▸ **About this exercise**: Whenever a line of the records below contains the word "Practice", copy that line.

+++ Extracted material +++

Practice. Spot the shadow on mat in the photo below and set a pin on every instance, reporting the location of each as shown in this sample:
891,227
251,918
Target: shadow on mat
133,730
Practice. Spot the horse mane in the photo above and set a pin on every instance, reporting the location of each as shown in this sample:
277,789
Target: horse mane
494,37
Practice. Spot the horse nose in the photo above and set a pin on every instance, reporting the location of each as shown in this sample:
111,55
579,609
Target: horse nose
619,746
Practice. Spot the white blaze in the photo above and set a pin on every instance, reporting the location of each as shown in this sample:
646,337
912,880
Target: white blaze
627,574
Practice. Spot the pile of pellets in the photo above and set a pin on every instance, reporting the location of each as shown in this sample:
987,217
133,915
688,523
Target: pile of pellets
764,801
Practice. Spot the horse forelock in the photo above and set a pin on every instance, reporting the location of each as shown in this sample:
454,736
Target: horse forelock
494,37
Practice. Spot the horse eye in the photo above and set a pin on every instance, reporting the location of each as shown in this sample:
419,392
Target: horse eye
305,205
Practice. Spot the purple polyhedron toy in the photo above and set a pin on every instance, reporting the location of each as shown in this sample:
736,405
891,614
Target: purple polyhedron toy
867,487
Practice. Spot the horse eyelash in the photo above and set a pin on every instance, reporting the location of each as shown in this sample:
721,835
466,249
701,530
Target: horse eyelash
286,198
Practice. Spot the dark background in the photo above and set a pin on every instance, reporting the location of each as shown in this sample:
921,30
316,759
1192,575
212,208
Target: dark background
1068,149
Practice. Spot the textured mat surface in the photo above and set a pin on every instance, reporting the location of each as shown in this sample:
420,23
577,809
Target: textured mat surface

+++

▸ **Response**:
Practice. Spot the shadow on mat in the photo below and set a pin on every instance, reporting the location of each as shown in this sample:
Practice. Spot the horse mane in the photo above and set a pin on every instance, reporting the location of each as shown in this sample:
Practice. Spot the horse nose in the photo above and set a pin on every instance, reporting the location of each as shown in this sample:
Practice. Spot the white blaze in the photo above and set a pin on every instance, reporting the location of each as shown in this sample:
Practice. Spot the pile of pellets in the photo above and set a pin on every instance, reporting the location of each as shown in this sample:
Practice. Spot the horse forelock in the photo above and set a pin on every instance, reporting the location of each as shown in this sample:
Practice. Spot the horse eye in the photo above and set a pin on every instance, reporting the location of each as shown in this sample:
Practice. Spot the purple polyhedron toy in the photo above and set a pin on every instance, reporting the location of each as shown in this sample:
Practice. Spot the horse eyelash in the photo above and set a pin on every instance, reporting the location of each as shown in this sample:
Practice. Spot the dark background in the photo above and set a pin on every instance, reporting the location of each as shown in this sample:
Practice. Spot the textured mat surface in the photo above and set a pin on every instance, reporting the location of each as shown in this sample:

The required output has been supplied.